PROVIDED TEXT ▸
= Beginning of Section =

Comment by saghm

A deterministic program follows a single path of execution, always producing the same result.

A nondeterministic_1 program follows a single path of execution, but at certain points, it randomly chooses how to proceed, therefore producing different results for different runs.

A nondeterministic_2 program follows multiple paths of execution, at certain points _splitting_ its execution to follow two (or more) paths instead of one, producing a set of results at the end.

A nondeterministic_1 program follows a randomly sampled path from a nondeterministic_2 program, and produces a randomly sampled result from a nondeterministic_2 program.

They are related and the reason is the last point of the OP article: Abstraction. Things can be "physically" deterministic, but can be abstracted as non-deterministic. This seems strange at first but it actually makes a lot of sense, as long as you're not modelling physics itself, it's irrelevant that there is a theory in which your non-model is deterministic. Machine learning algorithms like ChatGPT can be good examples, given the exact same input+random seed, of course, they'll return the same exact output, but the situation is so computationally complex that modeling that system as deterministic is less useful than modelling it as if it's non-deterministic. This is the same way your computer RAM is not "infinite"--it's like trillions of bits-- but in CS we model it as if it's infinite because the practical difference is not the focus of the discussion. If the discussion really was "can we fit a pigeon in every bit of my computer" or "can we manufacture every bit of this RAM in finite amount of time" then yes, it would be relevant to argue that RAM isn't actually infinite. But given that we're interested in models of computation that get exponentially larger and larger as memory grows, even 10 bits can be an intractibly large space (cf. Busy Beaver numbers) so you might as well solve the problem as if it's infinite.

I couldn't tell you the historical connections, but they "feel" related to me. This comment got me speculating about how to explain this connection; disclaimer I'm writing completely this off the cuff.

First off, NFAs and Nondet Turing Machines (NTM) would be "deterministic" with the OP definition I gave, since they always give the same decision for the same input. Their nondeterminism is a capability they have, an aspect of their process that helps reach a decision. If we need to distinguish "deterministic result" and "deterministic process", I've seen the term Observationally Deterministic used to exclusively mean the former.

= End of Section =

ABOUT THIS EXERCISE ▸
In the comment on nondeterminism above:
(a) What does a nondeterministic_2 program produce at the end?
(b) Which machine learning algorithm does the comment name as an example?
(c) What term has the writer seen used only for "deterministic result"?
The data that follow have no connection to the comment on nondeterminism above.

DATASET SECTION ▸
= Beginning of Section =

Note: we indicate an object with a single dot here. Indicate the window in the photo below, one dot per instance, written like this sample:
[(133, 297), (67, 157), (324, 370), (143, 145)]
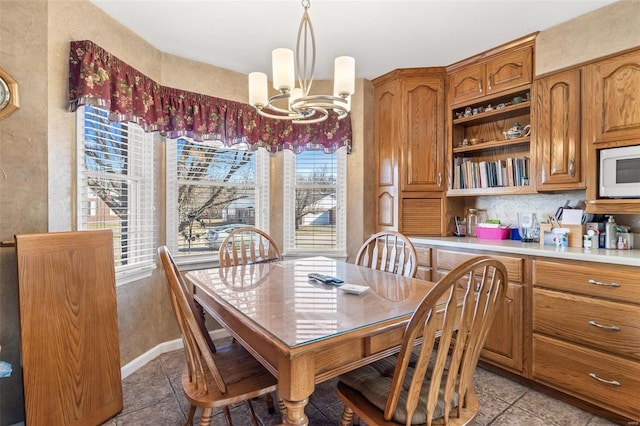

= End of Section =

RESULT OF THE TASK ▸
(a) A set of results.
(b) ChatGPT.
(c) Observationally Deterministic.